• **TO DO**
Please report every line of the entries below that contains the word "stone". Case counts, so a line matches only if the letters agree in capitalization too.

• **MATERIAL PROVIDED**
_ _ _ _

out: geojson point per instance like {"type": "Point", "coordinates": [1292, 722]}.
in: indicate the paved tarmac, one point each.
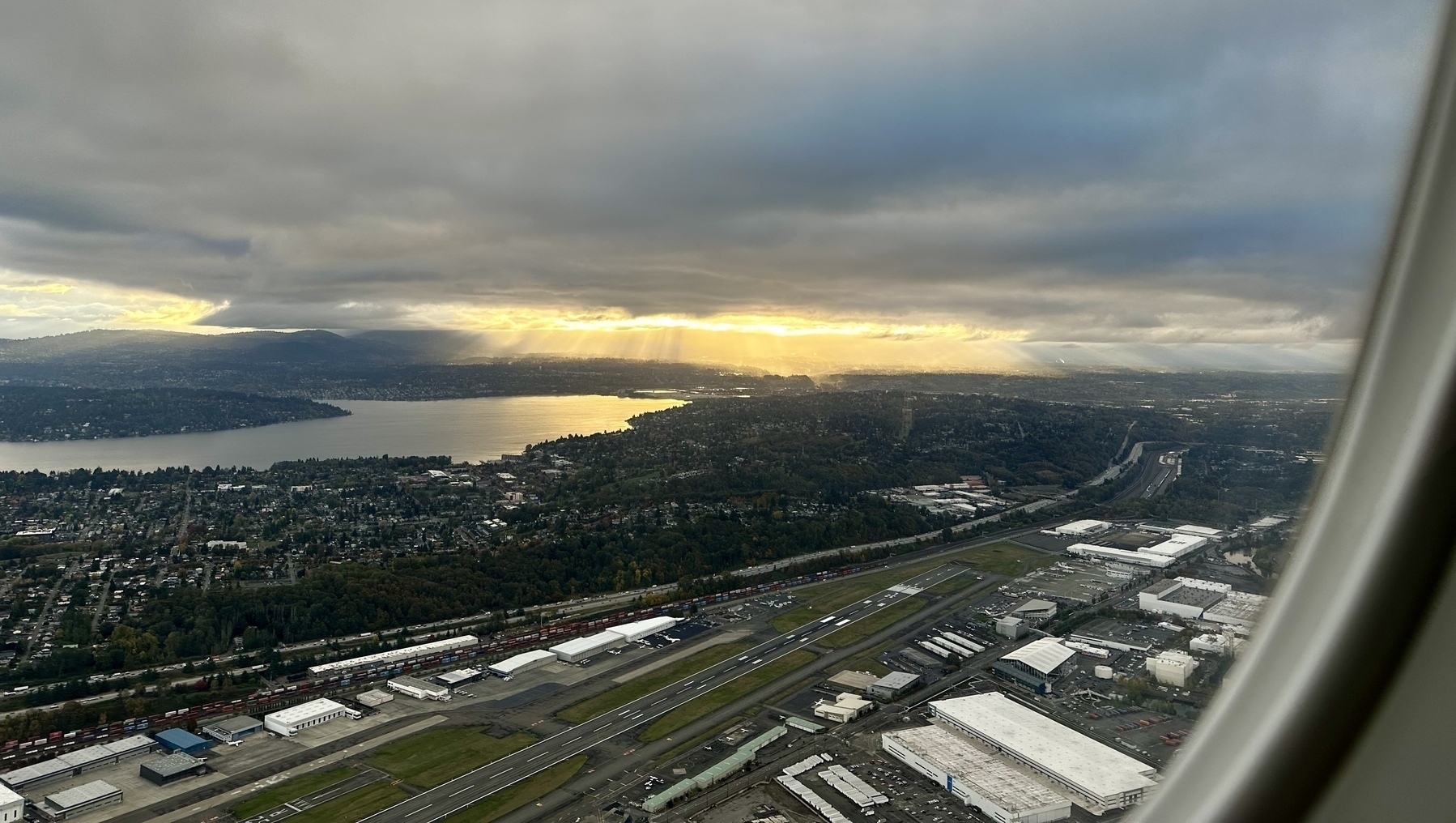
{"type": "Point", "coordinates": [469, 788]}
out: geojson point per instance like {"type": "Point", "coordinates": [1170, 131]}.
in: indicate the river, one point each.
{"type": "Point", "coordinates": [474, 429]}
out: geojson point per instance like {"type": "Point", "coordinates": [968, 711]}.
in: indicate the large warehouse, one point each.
{"type": "Point", "coordinates": [233, 729]}
{"type": "Point", "coordinates": [1158, 556]}
{"type": "Point", "coordinates": [292, 720]}
{"type": "Point", "coordinates": [12, 806]}
{"type": "Point", "coordinates": [79, 800]}
{"type": "Point", "coordinates": [587, 647]}
{"type": "Point", "coordinates": [525, 662]}
{"type": "Point", "coordinates": [976, 777]}
{"type": "Point", "coordinates": [79, 762]}
{"type": "Point", "coordinates": [1181, 596]}
{"type": "Point", "coordinates": [1036, 664]}
{"type": "Point", "coordinates": [418, 689]}
{"type": "Point", "coordinates": [640, 629]}
{"type": "Point", "coordinates": [394, 656]}
{"type": "Point", "coordinates": [1083, 527]}
{"type": "Point", "coordinates": [1095, 777]}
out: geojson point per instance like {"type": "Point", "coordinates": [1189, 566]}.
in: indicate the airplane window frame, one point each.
{"type": "Point", "coordinates": [1377, 545]}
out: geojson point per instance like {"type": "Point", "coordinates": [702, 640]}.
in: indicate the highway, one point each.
{"type": "Point", "coordinates": [456, 794]}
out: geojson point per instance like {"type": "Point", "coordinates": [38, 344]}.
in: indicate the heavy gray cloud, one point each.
{"type": "Point", "coordinates": [1062, 171]}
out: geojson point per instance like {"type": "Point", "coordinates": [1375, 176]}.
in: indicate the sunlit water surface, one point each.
{"type": "Point", "coordinates": [474, 429]}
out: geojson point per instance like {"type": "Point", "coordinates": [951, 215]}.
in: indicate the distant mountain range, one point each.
{"type": "Point", "coordinates": [430, 365]}
{"type": "Point", "coordinates": [325, 365]}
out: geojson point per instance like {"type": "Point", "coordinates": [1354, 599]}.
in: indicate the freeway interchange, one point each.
{"type": "Point", "coordinates": [453, 795]}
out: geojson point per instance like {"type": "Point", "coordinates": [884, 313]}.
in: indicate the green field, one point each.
{"type": "Point", "coordinates": [354, 806]}
{"type": "Point", "coordinates": [520, 794]}
{"type": "Point", "coordinates": [957, 583]}
{"type": "Point", "coordinates": [290, 790]}
{"type": "Point", "coordinates": [824, 599]}
{"type": "Point", "coordinates": [434, 757]}
{"type": "Point", "coordinates": [647, 684]}
{"type": "Point", "coordinates": [715, 700]}
{"type": "Point", "coordinates": [999, 558]}
{"type": "Point", "coordinates": [868, 660]}
{"type": "Point", "coordinates": [865, 627]}
{"type": "Point", "coordinates": [1007, 558]}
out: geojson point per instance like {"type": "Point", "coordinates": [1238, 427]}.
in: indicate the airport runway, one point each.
{"type": "Point", "coordinates": [468, 788]}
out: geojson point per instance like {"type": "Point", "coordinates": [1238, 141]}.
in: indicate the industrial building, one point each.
{"type": "Point", "coordinates": [182, 740]}
{"type": "Point", "coordinates": [964, 651]}
{"type": "Point", "coordinates": [742, 757]}
{"type": "Point", "coordinates": [1173, 527]}
{"type": "Point", "coordinates": [963, 640]}
{"type": "Point", "coordinates": [845, 708]}
{"type": "Point", "coordinates": [803, 724]}
{"type": "Point", "coordinates": [892, 685]}
{"type": "Point", "coordinates": [233, 729]}
{"type": "Point", "coordinates": [12, 806]}
{"type": "Point", "coordinates": [394, 656]}
{"type": "Point", "coordinates": [418, 689]}
{"type": "Point", "coordinates": [1181, 596]}
{"type": "Point", "coordinates": [1123, 637]}
{"type": "Point", "coordinates": [1224, 644]}
{"type": "Point", "coordinates": [850, 679]}
{"type": "Point", "coordinates": [75, 801]}
{"type": "Point", "coordinates": [1173, 667]}
{"type": "Point", "coordinates": [373, 698]}
{"type": "Point", "coordinates": [790, 781]}
{"type": "Point", "coordinates": [1092, 775]}
{"type": "Point", "coordinates": [1011, 627]}
{"type": "Point", "coordinates": [1238, 609]}
{"type": "Point", "coordinates": [1083, 527]}
{"type": "Point", "coordinates": [172, 768]}
{"type": "Point", "coordinates": [1203, 599]}
{"type": "Point", "coordinates": [1036, 612]}
{"type": "Point", "coordinates": [587, 647]}
{"type": "Point", "coordinates": [640, 629]}
{"type": "Point", "coordinates": [855, 790]}
{"type": "Point", "coordinates": [1036, 664]}
{"type": "Point", "coordinates": [1158, 556]}
{"type": "Point", "coordinates": [459, 678]}
{"type": "Point", "coordinates": [513, 666]}
{"type": "Point", "coordinates": [295, 719]}
{"type": "Point", "coordinates": [73, 764]}
{"type": "Point", "coordinates": [977, 778]}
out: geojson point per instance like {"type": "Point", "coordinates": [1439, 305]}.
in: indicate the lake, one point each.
{"type": "Point", "coordinates": [474, 429]}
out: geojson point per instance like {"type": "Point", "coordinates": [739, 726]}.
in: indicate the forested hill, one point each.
{"type": "Point", "coordinates": [839, 443]}
{"type": "Point", "coordinates": [41, 412]}
{"type": "Point", "coordinates": [324, 365]}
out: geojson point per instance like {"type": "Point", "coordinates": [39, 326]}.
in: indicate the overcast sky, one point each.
{"type": "Point", "coordinates": [785, 184]}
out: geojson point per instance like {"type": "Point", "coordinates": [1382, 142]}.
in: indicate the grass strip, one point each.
{"type": "Point", "coordinates": [517, 795]}
{"type": "Point", "coordinates": [1005, 558]}
{"type": "Point", "coordinates": [865, 627]}
{"type": "Point", "coordinates": [437, 755]}
{"type": "Point", "coordinates": [653, 680]}
{"type": "Point", "coordinates": [868, 660]}
{"type": "Point", "coordinates": [290, 790]}
{"type": "Point", "coordinates": [715, 700]}
{"type": "Point", "coordinates": [353, 806]}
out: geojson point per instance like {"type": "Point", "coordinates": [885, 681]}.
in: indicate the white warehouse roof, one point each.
{"type": "Point", "coordinates": [992, 778]}
{"type": "Point", "coordinates": [640, 629]}
{"type": "Point", "coordinates": [1122, 556]}
{"type": "Point", "coordinates": [1043, 655]}
{"type": "Point", "coordinates": [396, 655]}
{"type": "Point", "coordinates": [587, 644]}
{"type": "Point", "coordinates": [1083, 527]}
{"type": "Point", "coordinates": [1063, 753]}
{"type": "Point", "coordinates": [1177, 545]}
{"type": "Point", "coordinates": [304, 713]}
{"type": "Point", "coordinates": [520, 662]}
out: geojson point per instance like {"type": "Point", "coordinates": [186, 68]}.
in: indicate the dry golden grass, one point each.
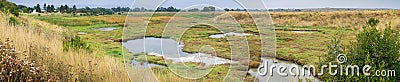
{"type": "Point", "coordinates": [42, 43]}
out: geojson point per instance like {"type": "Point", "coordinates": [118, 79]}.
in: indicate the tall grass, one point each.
{"type": "Point", "coordinates": [41, 43]}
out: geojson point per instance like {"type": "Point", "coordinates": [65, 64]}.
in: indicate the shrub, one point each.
{"type": "Point", "coordinates": [75, 43]}
{"type": "Point", "coordinates": [14, 69]}
{"type": "Point", "coordinates": [378, 49]}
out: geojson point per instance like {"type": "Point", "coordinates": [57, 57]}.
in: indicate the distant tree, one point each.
{"type": "Point", "coordinates": [74, 9]}
{"type": "Point", "coordinates": [61, 9]}
{"type": "Point", "coordinates": [52, 8]}
{"type": "Point", "coordinates": [211, 8]}
{"type": "Point", "coordinates": [9, 7]}
{"type": "Point", "coordinates": [194, 10]}
{"type": "Point", "coordinates": [206, 9]}
{"type": "Point", "coordinates": [44, 6]}
{"type": "Point", "coordinates": [37, 8]}
{"type": "Point", "coordinates": [226, 9]}
{"type": "Point", "coordinates": [48, 8]}
{"type": "Point", "coordinates": [66, 9]}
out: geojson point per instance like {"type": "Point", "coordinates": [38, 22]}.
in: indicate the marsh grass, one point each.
{"type": "Point", "coordinates": [42, 44]}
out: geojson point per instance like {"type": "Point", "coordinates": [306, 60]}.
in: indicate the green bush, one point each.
{"type": "Point", "coordinates": [75, 43]}
{"type": "Point", "coordinates": [378, 49]}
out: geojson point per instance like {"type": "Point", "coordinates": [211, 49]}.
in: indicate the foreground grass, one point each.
{"type": "Point", "coordinates": [301, 36]}
{"type": "Point", "coordinates": [41, 43]}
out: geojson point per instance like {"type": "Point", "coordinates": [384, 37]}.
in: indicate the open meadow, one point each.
{"type": "Point", "coordinates": [90, 48]}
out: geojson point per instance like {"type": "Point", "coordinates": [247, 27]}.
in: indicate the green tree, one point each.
{"type": "Point", "coordinates": [37, 8]}
{"type": "Point", "coordinates": [378, 49]}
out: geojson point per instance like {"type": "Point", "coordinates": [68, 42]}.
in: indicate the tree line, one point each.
{"type": "Point", "coordinates": [9, 7]}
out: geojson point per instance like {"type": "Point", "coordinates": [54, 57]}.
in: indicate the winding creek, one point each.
{"type": "Point", "coordinates": [170, 49]}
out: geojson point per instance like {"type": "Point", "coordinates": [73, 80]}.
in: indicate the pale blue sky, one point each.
{"type": "Point", "coordinates": [225, 3]}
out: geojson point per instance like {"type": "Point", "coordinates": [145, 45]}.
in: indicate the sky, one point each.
{"type": "Point", "coordinates": [271, 4]}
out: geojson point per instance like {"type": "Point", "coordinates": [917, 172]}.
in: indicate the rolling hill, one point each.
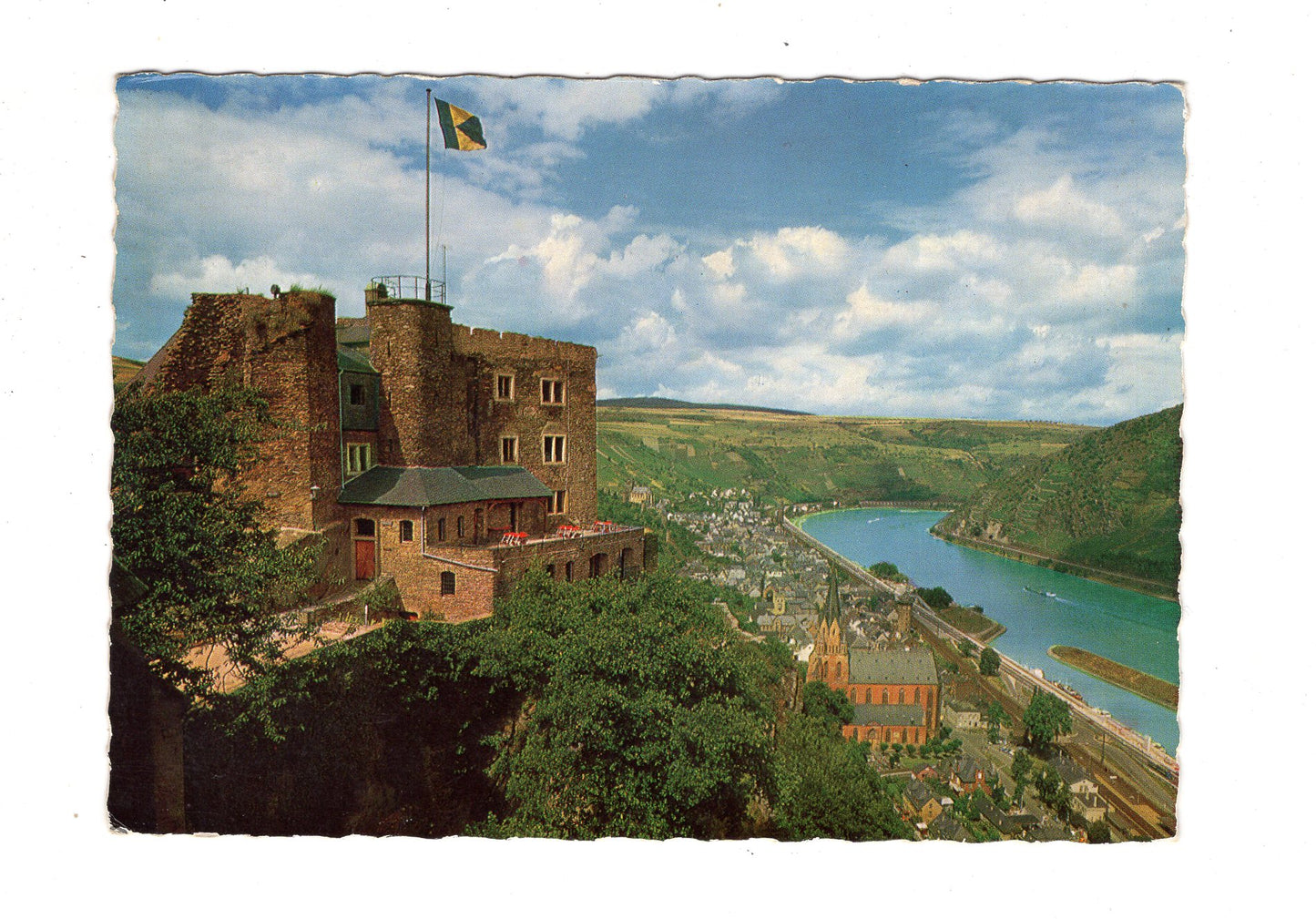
{"type": "Point", "coordinates": [125, 369]}
{"type": "Point", "coordinates": [789, 457]}
{"type": "Point", "coordinates": [1109, 501]}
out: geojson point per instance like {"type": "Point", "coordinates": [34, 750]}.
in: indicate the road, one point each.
{"type": "Point", "coordinates": [1126, 765]}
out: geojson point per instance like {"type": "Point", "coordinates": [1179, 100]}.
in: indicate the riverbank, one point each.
{"type": "Point", "coordinates": [1153, 689]}
{"type": "Point", "coordinates": [1064, 567]}
{"type": "Point", "coordinates": [1026, 556]}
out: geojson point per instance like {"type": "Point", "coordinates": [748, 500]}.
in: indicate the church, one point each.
{"type": "Point", "coordinates": [895, 693]}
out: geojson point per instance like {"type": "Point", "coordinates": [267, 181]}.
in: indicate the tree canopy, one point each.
{"type": "Point", "coordinates": [939, 598]}
{"type": "Point", "coordinates": [828, 705]}
{"type": "Point", "coordinates": [1046, 719]}
{"type": "Point", "coordinates": [207, 572]}
{"type": "Point", "coordinates": [645, 718]}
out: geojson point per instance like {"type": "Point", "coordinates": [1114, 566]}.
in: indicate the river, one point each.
{"type": "Point", "coordinates": [1128, 627]}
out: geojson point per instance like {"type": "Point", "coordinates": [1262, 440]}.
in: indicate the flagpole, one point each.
{"type": "Point", "coordinates": [426, 192]}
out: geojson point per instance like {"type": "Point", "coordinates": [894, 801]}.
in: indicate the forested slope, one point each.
{"type": "Point", "coordinates": [1109, 501]}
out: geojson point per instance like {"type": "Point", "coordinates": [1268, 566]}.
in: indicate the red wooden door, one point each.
{"type": "Point", "coordinates": [364, 560]}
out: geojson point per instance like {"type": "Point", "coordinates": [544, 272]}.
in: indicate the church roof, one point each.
{"type": "Point", "coordinates": [872, 665]}
{"type": "Point", "coordinates": [893, 715]}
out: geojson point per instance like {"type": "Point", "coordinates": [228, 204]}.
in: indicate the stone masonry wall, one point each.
{"type": "Point", "coordinates": [528, 417]}
{"type": "Point", "coordinates": [286, 349]}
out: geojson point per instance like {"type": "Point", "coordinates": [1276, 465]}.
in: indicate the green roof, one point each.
{"type": "Point", "coordinates": [354, 362]}
{"type": "Point", "coordinates": [893, 715]}
{"type": "Point", "coordinates": [431, 486]}
{"type": "Point", "coordinates": [893, 667]}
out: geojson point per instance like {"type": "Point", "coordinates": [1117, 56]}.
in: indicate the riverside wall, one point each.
{"type": "Point", "coordinates": [1135, 741]}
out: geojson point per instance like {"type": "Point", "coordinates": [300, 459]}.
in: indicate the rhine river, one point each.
{"type": "Point", "coordinates": [1128, 627]}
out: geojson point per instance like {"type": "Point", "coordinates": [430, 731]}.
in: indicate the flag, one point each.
{"type": "Point", "coordinates": [461, 129]}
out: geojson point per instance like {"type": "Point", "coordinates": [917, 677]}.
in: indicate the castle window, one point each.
{"type": "Point", "coordinates": [360, 458]}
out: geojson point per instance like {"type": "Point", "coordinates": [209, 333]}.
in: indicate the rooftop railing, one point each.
{"type": "Point", "coordinates": [405, 287]}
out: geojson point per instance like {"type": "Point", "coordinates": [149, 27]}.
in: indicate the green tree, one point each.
{"type": "Point", "coordinates": [1046, 719]}
{"type": "Point", "coordinates": [936, 597]}
{"type": "Point", "coordinates": [209, 572]}
{"type": "Point", "coordinates": [830, 705]}
{"type": "Point", "coordinates": [1020, 771]}
{"type": "Point", "coordinates": [1053, 791]}
{"type": "Point", "coordinates": [996, 717]}
{"type": "Point", "coordinates": [645, 717]}
{"type": "Point", "coordinates": [827, 788]}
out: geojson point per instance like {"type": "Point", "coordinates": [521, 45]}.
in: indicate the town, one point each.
{"type": "Point", "coordinates": [967, 780]}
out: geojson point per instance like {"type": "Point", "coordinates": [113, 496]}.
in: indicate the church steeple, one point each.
{"type": "Point", "coordinates": [831, 608]}
{"type": "Point", "coordinates": [830, 661]}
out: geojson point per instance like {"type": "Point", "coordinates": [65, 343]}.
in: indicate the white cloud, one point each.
{"type": "Point", "coordinates": [1065, 206]}
{"type": "Point", "coordinates": [795, 249]}
{"type": "Point", "coordinates": [218, 274]}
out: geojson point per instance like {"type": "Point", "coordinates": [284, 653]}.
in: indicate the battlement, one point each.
{"type": "Point", "coordinates": [514, 345]}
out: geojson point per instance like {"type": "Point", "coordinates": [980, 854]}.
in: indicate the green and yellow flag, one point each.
{"type": "Point", "coordinates": [461, 129]}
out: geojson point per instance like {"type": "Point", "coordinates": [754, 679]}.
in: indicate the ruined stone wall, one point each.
{"type": "Point", "coordinates": [284, 348]}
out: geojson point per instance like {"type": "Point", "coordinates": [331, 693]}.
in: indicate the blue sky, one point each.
{"type": "Point", "coordinates": [936, 249]}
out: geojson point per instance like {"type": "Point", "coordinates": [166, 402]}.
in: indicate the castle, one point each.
{"type": "Point", "coordinates": [445, 457]}
{"type": "Point", "coordinates": [895, 693]}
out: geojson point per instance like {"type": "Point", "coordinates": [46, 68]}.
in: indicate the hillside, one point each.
{"type": "Point", "coordinates": [813, 458]}
{"type": "Point", "coordinates": [658, 402]}
{"type": "Point", "coordinates": [1109, 501]}
{"type": "Point", "coordinates": [124, 369]}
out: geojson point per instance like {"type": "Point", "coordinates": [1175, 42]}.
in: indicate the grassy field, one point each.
{"type": "Point", "coordinates": [972, 622]}
{"type": "Point", "coordinates": [1153, 689]}
{"type": "Point", "coordinates": [815, 458]}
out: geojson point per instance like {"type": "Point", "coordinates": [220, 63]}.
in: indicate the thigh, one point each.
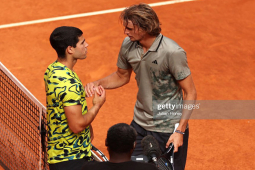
{"type": "Point", "coordinates": [181, 156]}
{"type": "Point", "coordinates": [141, 133]}
{"type": "Point", "coordinates": [67, 165]}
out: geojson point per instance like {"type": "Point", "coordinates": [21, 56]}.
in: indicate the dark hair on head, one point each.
{"type": "Point", "coordinates": [143, 16]}
{"type": "Point", "coordinates": [64, 36]}
{"type": "Point", "coordinates": [121, 138]}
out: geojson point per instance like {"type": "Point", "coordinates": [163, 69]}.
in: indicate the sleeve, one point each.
{"type": "Point", "coordinates": [71, 94]}
{"type": "Point", "coordinates": [122, 59]}
{"type": "Point", "coordinates": [178, 65]}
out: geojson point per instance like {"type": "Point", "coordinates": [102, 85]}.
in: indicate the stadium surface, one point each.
{"type": "Point", "coordinates": [217, 35]}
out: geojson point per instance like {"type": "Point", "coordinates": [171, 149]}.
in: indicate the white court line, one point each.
{"type": "Point", "coordinates": [84, 14]}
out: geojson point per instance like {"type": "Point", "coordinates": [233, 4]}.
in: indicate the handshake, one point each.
{"type": "Point", "coordinates": [98, 92]}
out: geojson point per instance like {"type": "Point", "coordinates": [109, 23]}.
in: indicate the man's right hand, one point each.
{"type": "Point", "coordinates": [99, 97]}
{"type": "Point", "coordinates": [90, 89]}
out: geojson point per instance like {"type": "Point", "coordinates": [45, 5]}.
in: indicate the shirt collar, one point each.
{"type": "Point", "coordinates": [155, 44]}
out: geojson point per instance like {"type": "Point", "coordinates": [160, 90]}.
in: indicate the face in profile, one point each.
{"type": "Point", "coordinates": [133, 31]}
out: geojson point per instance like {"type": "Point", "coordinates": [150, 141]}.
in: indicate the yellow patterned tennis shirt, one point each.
{"type": "Point", "coordinates": [64, 88]}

_ _ _ _

• **ANSWER FOR THIS EXERCISE**
in: indicate the stone masonry wall, one point each.
in: indicate the ruined stone wall, one point each.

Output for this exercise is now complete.